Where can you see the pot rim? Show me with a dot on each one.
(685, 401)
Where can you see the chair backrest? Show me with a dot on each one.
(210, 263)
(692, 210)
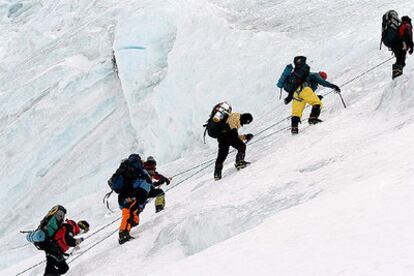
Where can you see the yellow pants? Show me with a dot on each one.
(130, 217)
(160, 201)
(303, 97)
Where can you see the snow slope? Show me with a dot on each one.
(335, 200)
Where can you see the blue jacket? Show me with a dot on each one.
(314, 80)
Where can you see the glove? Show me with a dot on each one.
(337, 89)
(248, 137)
(288, 99)
(78, 241)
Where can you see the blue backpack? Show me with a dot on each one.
(129, 170)
(43, 235)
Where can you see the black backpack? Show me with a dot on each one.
(217, 123)
(298, 76)
(390, 26)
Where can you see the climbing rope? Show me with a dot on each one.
(204, 165)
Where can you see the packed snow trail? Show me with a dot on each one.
(332, 193)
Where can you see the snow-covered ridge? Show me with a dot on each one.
(331, 196)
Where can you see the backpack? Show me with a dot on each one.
(296, 77)
(390, 26)
(49, 225)
(129, 170)
(217, 123)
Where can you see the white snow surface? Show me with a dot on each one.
(335, 200)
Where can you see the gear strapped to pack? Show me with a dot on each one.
(217, 123)
(390, 26)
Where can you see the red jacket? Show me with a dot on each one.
(406, 34)
(64, 237)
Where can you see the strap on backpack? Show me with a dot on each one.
(106, 202)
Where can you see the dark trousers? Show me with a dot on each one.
(224, 142)
(55, 265)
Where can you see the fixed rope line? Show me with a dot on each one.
(92, 246)
(360, 75)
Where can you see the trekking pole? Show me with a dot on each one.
(342, 99)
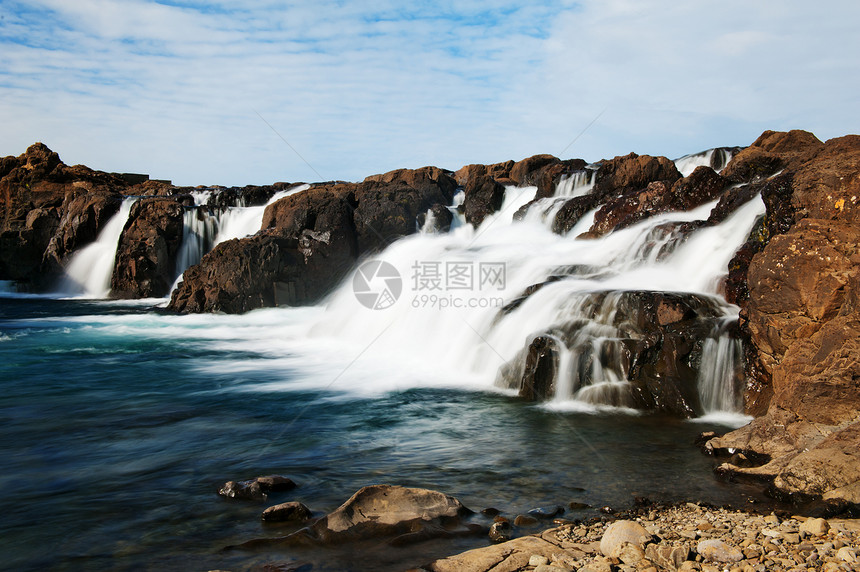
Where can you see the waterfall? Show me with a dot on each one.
(576, 184)
(552, 286)
(89, 271)
(198, 237)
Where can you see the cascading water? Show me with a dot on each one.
(574, 288)
(720, 374)
(89, 271)
(716, 158)
(202, 230)
(576, 184)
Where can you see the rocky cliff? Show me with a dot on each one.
(795, 279)
(800, 317)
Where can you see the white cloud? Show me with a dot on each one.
(363, 87)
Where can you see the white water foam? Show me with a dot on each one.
(423, 340)
(89, 271)
(239, 222)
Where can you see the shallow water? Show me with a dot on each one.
(119, 423)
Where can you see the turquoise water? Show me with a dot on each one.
(120, 422)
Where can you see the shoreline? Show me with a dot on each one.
(682, 536)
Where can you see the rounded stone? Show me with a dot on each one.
(620, 532)
(287, 512)
(718, 551)
(815, 526)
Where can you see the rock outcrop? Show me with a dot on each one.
(49, 209)
(146, 253)
(650, 341)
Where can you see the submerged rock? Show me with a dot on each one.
(256, 489)
(648, 355)
(310, 241)
(802, 322)
(387, 511)
(620, 532)
(287, 512)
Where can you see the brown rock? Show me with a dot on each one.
(620, 532)
(146, 254)
(802, 322)
(484, 196)
(287, 512)
(385, 511)
(47, 209)
(528, 171)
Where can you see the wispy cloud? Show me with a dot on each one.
(174, 88)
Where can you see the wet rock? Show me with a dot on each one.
(657, 348)
(287, 512)
(525, 520)
(256, 489)
(718, 551)
(546, 512)
(541, 370)
(620, 532)
(634, 172)
(572, 212)
(771, 152)
(246, 490)
(632, 207)
(48, 209)
(440, 219)
(310, 241)
(815, 526)
(386, 511)
(484, 196)
(549, 176)
(500, 531)
(146, 254)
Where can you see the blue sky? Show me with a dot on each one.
(187, 90)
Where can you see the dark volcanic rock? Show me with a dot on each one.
(287, 512)
(629, 188)
(441, 218)
(310, 241)
(528, 171)
(484, 196)
(47, 209)
(398, 514)
(572, 212)
(146, 254)
(770, 153)
(541, 370)
(634, 172)
(802, 321)
(261, 271)
(256, 489)
(632, 207)
(702, 185)
(549, 176)
(84, 215)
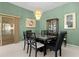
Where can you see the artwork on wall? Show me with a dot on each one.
(70, 21)
(30, 23)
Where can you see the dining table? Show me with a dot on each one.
(45, 40)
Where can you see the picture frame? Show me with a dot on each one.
(70, 21)
(30, 23)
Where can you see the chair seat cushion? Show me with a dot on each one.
(38, 45)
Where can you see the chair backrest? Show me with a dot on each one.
(28, 33)
(33, 39)
(60, 39)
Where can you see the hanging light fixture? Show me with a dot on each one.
(38, 14)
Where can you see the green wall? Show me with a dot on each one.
(59, 12)
(11, 9)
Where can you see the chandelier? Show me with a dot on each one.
(38, 14)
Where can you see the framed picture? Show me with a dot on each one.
(70, 21)
(30, 23)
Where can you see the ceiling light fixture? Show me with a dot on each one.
(38, 14)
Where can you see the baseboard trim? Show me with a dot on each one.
(72, 45)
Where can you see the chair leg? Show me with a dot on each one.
(27, 47)
(30, 51)
(24, 44)
(60, 51)
(36, 53)
(55, 53)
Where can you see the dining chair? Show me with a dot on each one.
(65, 38)
(26, 35)
(57, 46)
(34, 44)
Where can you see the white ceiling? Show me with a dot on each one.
(44, 6)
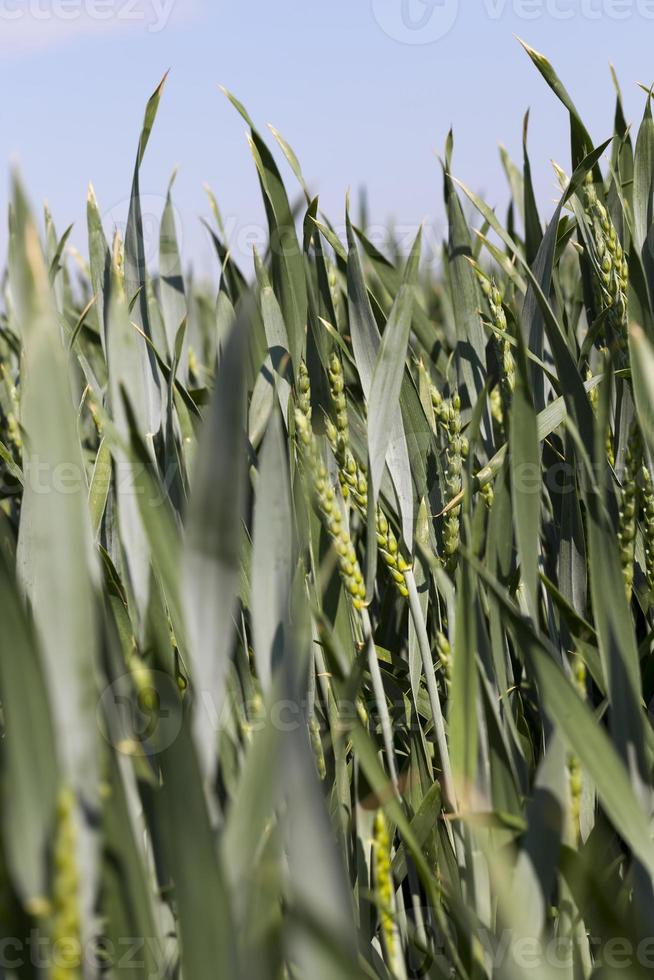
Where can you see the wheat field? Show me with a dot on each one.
(327, 598)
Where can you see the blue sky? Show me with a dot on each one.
(345, 82)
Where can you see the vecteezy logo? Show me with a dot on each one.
(140, 718)
(416, 21)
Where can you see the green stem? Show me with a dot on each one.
(449, 795)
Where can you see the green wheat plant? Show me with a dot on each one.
(327, 592)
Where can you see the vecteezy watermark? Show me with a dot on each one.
(154, 14)
(427, 21)
(416, 21)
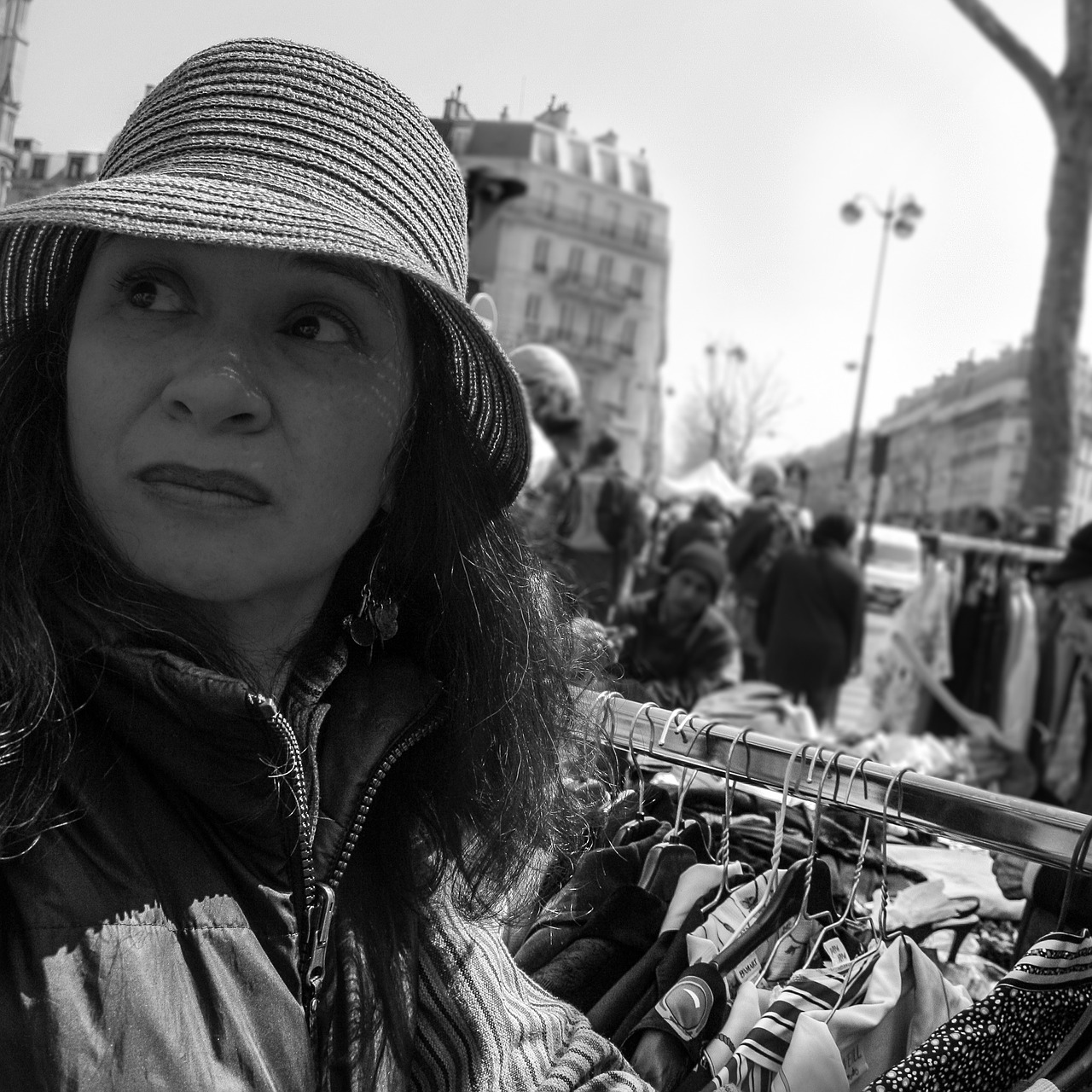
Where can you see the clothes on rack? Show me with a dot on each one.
(1007, 1037)
(771, 978)
(896, 697)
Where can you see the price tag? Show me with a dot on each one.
(749, 970)
(854, 1063)
(837, 956)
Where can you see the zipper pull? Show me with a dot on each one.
(264, 706)
(321, 917)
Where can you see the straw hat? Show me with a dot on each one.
(277, 145)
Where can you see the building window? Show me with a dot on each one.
(614, 218)
(581, 160)
(566, 321)
(549, 200)
(546, 148)
(595, 328)
(531, 315)
(541, 261)
(608, 167)
(628, 341)
(584, 210)
(624, 393)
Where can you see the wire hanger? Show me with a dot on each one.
(621, 835)
(897, 780)
(723, 854)
(826, 908)
(857, 868)
(671, 847)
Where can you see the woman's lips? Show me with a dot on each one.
(211, 482)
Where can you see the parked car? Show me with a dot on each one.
(892, 566)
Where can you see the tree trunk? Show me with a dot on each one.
(1058, 316)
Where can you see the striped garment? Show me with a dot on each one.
(483, 1025)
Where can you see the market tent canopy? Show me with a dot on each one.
(708, 478)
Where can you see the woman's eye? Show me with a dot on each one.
(320, 328)
(152, 295)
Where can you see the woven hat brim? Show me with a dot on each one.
(38, 237)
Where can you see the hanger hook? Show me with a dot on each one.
(683, 784)
(673, 716)
(864, 780)
(632, 756)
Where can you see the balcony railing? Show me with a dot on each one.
(581, 346)
(608, 293)
(635, 237)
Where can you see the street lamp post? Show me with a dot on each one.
(901, 217)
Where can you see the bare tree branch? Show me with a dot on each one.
(1078, 39)
(1014, 50)
(729, 408)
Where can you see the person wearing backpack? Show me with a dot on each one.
(601, 530)
(767, 527)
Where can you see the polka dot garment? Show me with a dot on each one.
(1009, 1034)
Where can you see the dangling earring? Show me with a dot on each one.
(377, 619)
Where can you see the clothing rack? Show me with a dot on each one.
(963, 812)
(964, 544)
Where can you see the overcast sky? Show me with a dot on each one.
(759, 117)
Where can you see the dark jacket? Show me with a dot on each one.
(810, 619)
(767, 527)
(675, 673)
(163, 936)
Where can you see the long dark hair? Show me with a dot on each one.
(468, 810)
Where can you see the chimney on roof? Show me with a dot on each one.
(555, 116)
(455, 108)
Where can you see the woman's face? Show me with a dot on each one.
(230, 413)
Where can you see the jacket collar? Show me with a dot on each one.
(201, 733)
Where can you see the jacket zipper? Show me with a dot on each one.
(320, 899)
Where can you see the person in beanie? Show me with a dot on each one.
(677, 647)
(285, 699)
(1041, 885)
(810, 619)
(601, 529)
(767, 527)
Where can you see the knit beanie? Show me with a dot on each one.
(705, 558)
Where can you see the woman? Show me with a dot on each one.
(283, 697)
(810, 617)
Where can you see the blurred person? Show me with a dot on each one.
(601, 529)
(556, 404)
(1018, 878)
(810, 617)
(706, 522)
(985, 522)
(287, 701)
(676, 646)
(765, 529)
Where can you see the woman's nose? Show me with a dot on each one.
(218, 393)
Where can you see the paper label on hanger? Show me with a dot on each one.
(837, 956)
(749, 970)
(854, 1063)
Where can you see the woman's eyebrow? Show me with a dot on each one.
(363, 274)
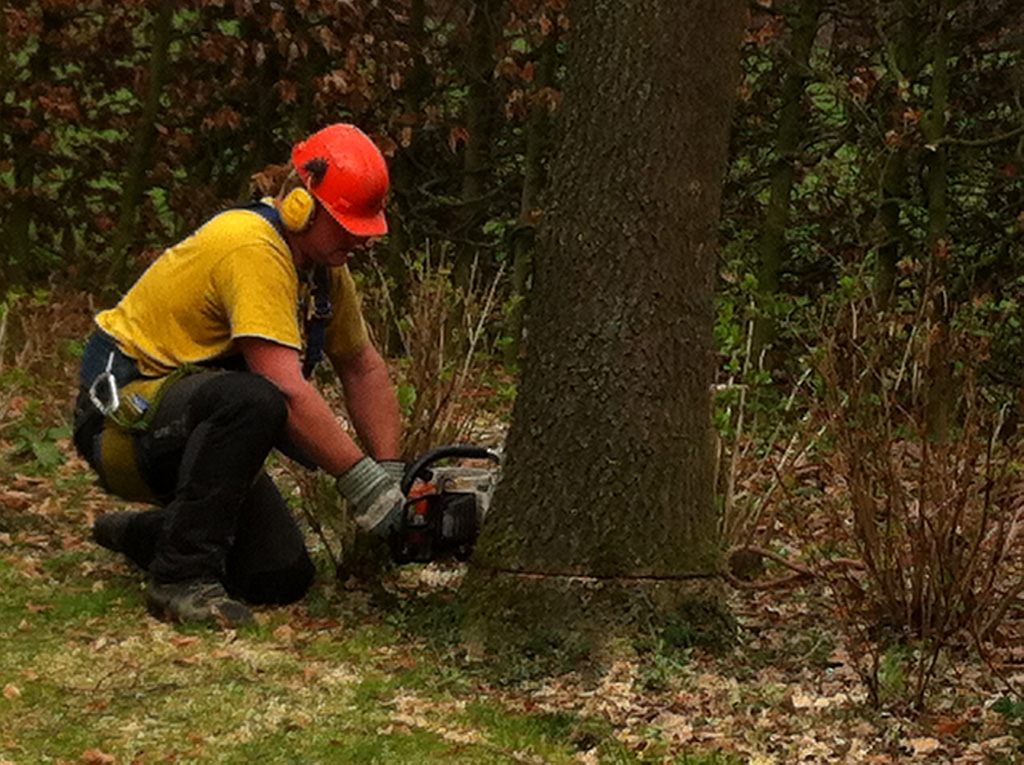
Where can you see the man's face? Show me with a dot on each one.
(329, 243)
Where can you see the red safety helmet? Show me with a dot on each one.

TASK DIRECTIONS: Please copy the lines above, starting at the one that holds "Where can you see the person in" and stopping after the last line, exactly as they appear and minus the pictures.

FULL RESPONSE:
Where can you see the person in beanie? Show me with a dot on each one.
(677, 647)
(285, 699)
(1041, 885)
(810, 619)
(601, 529)
(767, 527)
Where can you see the knit beanie? Show me with a dot on each one.
(705, 558)
Where can you see the woman? Show me with a dot on each one.
(283, 697)
(810, 617)
Where can you see the blurred person? Show me with a dot on each one.
(601, 529)
(556, 404)
(1018, 878)
(810, 617)
(706, 522)
(985, 522)
(287, 701)
(676, 646)
(765, 529)
Where can you see the woman's nose? Show me with a dot on each one.
(218, 393)
Where can you see the paper label on hanger? Show me with a dot on each one.
(837, 956)
(749, 970)
(854, 1063)
Where can you see the woman's eyebrow? Show me with a dot on each one.
(363, 274)
Where can you see the man's face? Show me with a dot on each one.
(329, 243)
Where can you see the red safety helmet? Show me with a dot on each one.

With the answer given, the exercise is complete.